> [Goal of the exercise]: Every record below should be transcribed exactly. Omit the images.

Point annotations for photos:
======
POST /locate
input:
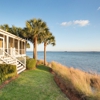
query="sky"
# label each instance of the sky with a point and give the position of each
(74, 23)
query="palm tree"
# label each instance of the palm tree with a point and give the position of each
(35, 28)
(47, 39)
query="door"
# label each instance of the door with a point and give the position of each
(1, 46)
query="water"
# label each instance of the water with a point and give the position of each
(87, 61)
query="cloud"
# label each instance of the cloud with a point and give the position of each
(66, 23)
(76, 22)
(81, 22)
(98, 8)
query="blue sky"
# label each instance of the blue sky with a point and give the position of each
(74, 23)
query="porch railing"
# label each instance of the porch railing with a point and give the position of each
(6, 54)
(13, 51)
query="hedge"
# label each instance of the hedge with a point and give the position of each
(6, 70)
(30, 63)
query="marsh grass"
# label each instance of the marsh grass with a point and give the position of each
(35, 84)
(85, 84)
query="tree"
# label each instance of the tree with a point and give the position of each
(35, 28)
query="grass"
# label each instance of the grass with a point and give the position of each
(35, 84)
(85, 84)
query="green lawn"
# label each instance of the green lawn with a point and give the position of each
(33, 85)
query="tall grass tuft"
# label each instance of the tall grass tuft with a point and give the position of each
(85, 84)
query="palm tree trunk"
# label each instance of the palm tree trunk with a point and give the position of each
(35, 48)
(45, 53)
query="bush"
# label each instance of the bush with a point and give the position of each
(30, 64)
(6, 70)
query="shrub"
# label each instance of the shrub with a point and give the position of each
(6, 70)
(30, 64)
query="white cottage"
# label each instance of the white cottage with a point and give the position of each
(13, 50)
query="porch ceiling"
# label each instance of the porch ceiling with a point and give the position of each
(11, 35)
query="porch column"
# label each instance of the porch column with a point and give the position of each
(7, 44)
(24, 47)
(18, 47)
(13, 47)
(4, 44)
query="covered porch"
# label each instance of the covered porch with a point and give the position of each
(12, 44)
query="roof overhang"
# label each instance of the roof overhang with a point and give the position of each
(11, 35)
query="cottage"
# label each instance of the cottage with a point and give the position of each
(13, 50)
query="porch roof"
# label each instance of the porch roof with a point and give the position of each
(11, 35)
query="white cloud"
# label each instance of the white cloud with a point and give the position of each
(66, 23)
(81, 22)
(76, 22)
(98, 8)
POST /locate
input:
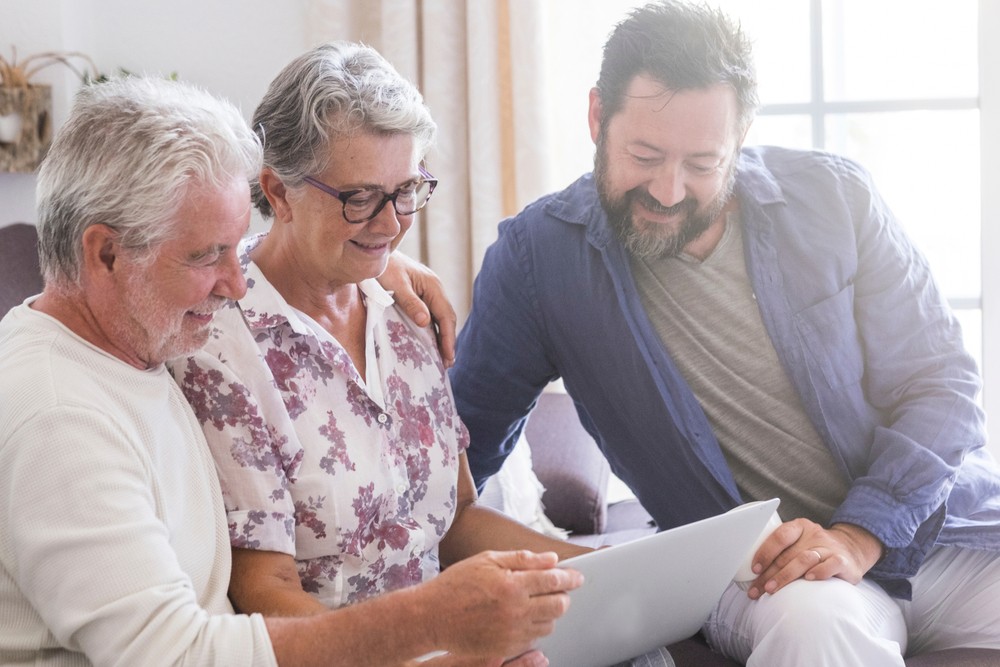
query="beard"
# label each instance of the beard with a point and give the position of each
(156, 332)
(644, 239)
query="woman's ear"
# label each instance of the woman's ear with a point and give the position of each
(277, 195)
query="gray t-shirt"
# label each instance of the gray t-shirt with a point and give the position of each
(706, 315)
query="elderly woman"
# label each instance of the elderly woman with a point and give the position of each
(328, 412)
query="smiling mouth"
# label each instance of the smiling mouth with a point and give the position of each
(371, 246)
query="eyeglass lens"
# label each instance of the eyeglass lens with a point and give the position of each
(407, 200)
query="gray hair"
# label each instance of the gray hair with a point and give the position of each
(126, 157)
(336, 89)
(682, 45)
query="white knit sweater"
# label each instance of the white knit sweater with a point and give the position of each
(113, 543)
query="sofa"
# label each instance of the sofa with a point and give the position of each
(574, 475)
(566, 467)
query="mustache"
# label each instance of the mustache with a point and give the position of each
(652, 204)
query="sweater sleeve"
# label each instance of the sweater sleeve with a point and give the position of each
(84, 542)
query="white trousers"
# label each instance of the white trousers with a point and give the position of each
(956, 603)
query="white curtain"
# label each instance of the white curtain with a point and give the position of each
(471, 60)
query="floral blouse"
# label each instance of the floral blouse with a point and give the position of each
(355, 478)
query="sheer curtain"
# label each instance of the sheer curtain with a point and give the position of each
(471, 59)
======
> [Solution to this exercise]:
POST /locate
input:
query="sky"
# label each instance of the sky with a point and give the position of each
(74, 23)
query="palm tree"
# label each instance of the palm tree with a point and give the position of each
(35, 28)
(47, 39)
query="door"
# label each instance of the door with a point and give the position of each
(1, 46)
query="water"
# label each instance of the water with a point and give the position of each
(87, 61)
query="cloud"
# label each instance of the cloud with a point and give the position of each
(66, 23)
(76, 22)
(81, 22)
(98, 8)
query="blue sky"
# label each instance of the blue sky with a point and give the position of each
(74, 23)
query="porch railing"
# label each instance of the porch railing with a point and give the position of each
(6, 54)
(13, 51)
query="hedge"
# label each instance of the hedge with a point and give the position of each
(6, 70)
(30, 63)
query="marsh grass"
# label each instance of the marsh grass with a point and give the position of each
(35, 84)
(85, 84)
query="tree"
# label each instance of the tree with a point and give the position of each
(35, 28)
query="grass"
# label each instance of the grass with a point and give the position of each
(35, 84)
(85, 84)
query="green lawn"
# label each instance of the green lawn with a point and give the position of each
(33, 85)
query="tall grass tuft"
# label each instance of the tall grass tuft with a point and give the position of each
(85, 84)
query="palm tree trunk"
# label each instance of the palm tree trunk with a point and give the position of each
(35, 48)
(45, 53)
query="bush"
# label each instance of the bush with a point and give the position of each
(30, 64)
(6, 70)
query="shrub"
# label each instance of the shrub with a point and give the position of each
(6, 70)
(30, 64)
query="white cottage"
# label each instance of the white cottage with a point and give the position of each
(13, 50)
query="porch ceiling"
# label each instance of the porch ceiling with a point and give the position of each
(11, 35)
query="porch column"
# label each instance of the porch column with a point and give the position of each
(7, 44)
(24, 47)
(18, 47)
(13, 47)
(4, 44)
query="covered porch"
# label each instance of the covered porch with a point and give the position of each
(12, 44)
query="roof overhang"
# label each instance of the roof overhang with a point and give the position of each
(11, 35)
query="cottage"
# label each instance of the cottage with a point and give the position of each
(13, 50)
query="porch roof"
# label each instance of the porch roof with a point and give the position of each
(11, 35)
query="white cloud"
# label each instance of the white cloud with a point and give the position of each
(66, 23)
(81, 22)
(76, 22)
(98, 8)
POST /locate
input:
query="beard"
# label each instance of the beard with a point and give the position of each
(156, 332)
(644, 239)
query="woman's ear"
# label each instance of the woman's ear with a point and give the position of each
(277, 195)
query="gray t-shirt"
# label each instance of the gray t-shirt with a point and give the position of each
(706, 315)
query="elderly woman"
# label each instance of the elderly woman with a point and give the position of each
(328, 412)
query="smiling mouth"
# label each instance of the smiling mouth with a point and give the position of each
(371, 246)
query="eyeglass lens"
# label each instance of the eyeglass lens with a point and give the position of each
(407, 200)
query="gray hair"
# label each instance of the gray hair with a point and give the position of each
(126, 157)
(336, 89)
(682, 45)
query="white knit sweater"
# label each instance of the white knit sweater with a point and give the position of each
(113, 543)
query="sofa"
# label each instance of the sofa with a point and give the position of each
(574, 475)
(566, 467)
query="mustache"
# label each instance of the mustache with a point and give the position of each
(652, 204)
query="sweater sleeve"
# label each instance of the sweater sleeve with a point and give the position of each
(84, 542)
query="white trousers"
# label each instance of the white trousers with a point and give the position of each
(956, 603)
query="white curtain"
# label each instance of the white curtain with a point and give the position of each
(471, 60)
query="floral blouse"
# label each instance of the floral blouse with a point and give the position of each
(355, 478)
query="sheer curtain"
# label each instance of the sheer curtain with a point and give the position of each
(471, 59)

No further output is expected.